§ Extracted entries

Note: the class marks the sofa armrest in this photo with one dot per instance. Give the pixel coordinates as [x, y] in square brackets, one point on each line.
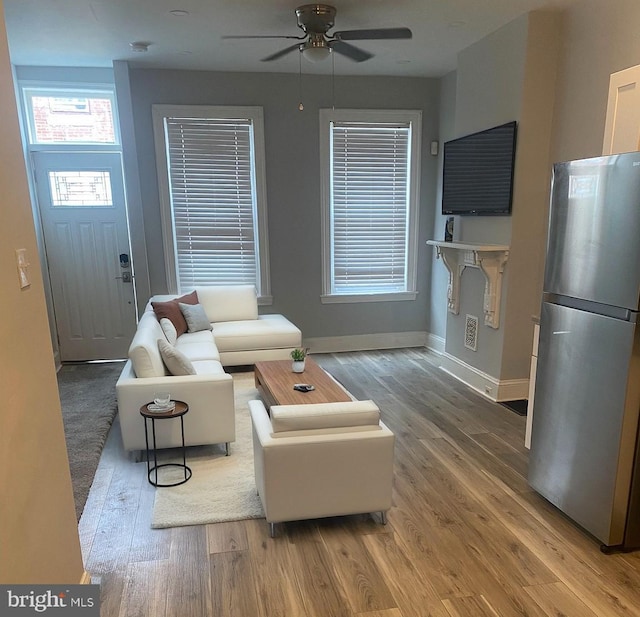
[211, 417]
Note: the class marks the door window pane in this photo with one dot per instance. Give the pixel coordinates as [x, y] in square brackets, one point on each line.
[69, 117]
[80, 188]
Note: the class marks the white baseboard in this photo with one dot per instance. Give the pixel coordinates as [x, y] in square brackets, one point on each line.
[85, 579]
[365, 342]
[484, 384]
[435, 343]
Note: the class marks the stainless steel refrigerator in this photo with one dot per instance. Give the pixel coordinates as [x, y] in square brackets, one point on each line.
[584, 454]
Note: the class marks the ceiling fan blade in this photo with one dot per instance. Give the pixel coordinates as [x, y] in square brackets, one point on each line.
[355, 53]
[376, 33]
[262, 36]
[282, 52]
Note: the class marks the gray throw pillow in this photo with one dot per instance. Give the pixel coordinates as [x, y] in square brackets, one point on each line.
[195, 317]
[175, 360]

§ Your task
Reproduce the material exactly. Pictures stay out.

§ Response to this exercise
Note: the class marks the sofa armrest in this photo with one dot per instance. Give the pixel coordinates as [x, y] in square brackets, one point on each line.
[211, 417]
Note: the class marks the door window pane in this photo with one dot per instance. Give the pixel coordinates as [x, y] in square brackets, one point on each line.
[69, 117]
[80, 188]
Note: the class marks the white baseboard in this photo with one dot per instance. Give the pixel coordinates as [x, y] in square brackets, one point on each line.
[85, 579]
[365, 342]
[484, 384]
[435, 343]
Note: the class marks the stainless steel refrigerator in this photo with one dot per instance. Give the pixel coordinates as [x, y] in square brackets, one point on each line.
[584, 454]
Note: the class marks the ceiling fan blade in this photo with one dot per instance. Give the pixel coordinates as [x, y] in square brackets, one point on each line.
[355, 53]
[376, 33]
[262, 36]
[282, 52]
Note: the class marks the gray throw pillow in this photo with one dot per instance. Give the pixel coordinates as [x, y] in square brackets, one point on each line.
[195, 317]
[175, 360]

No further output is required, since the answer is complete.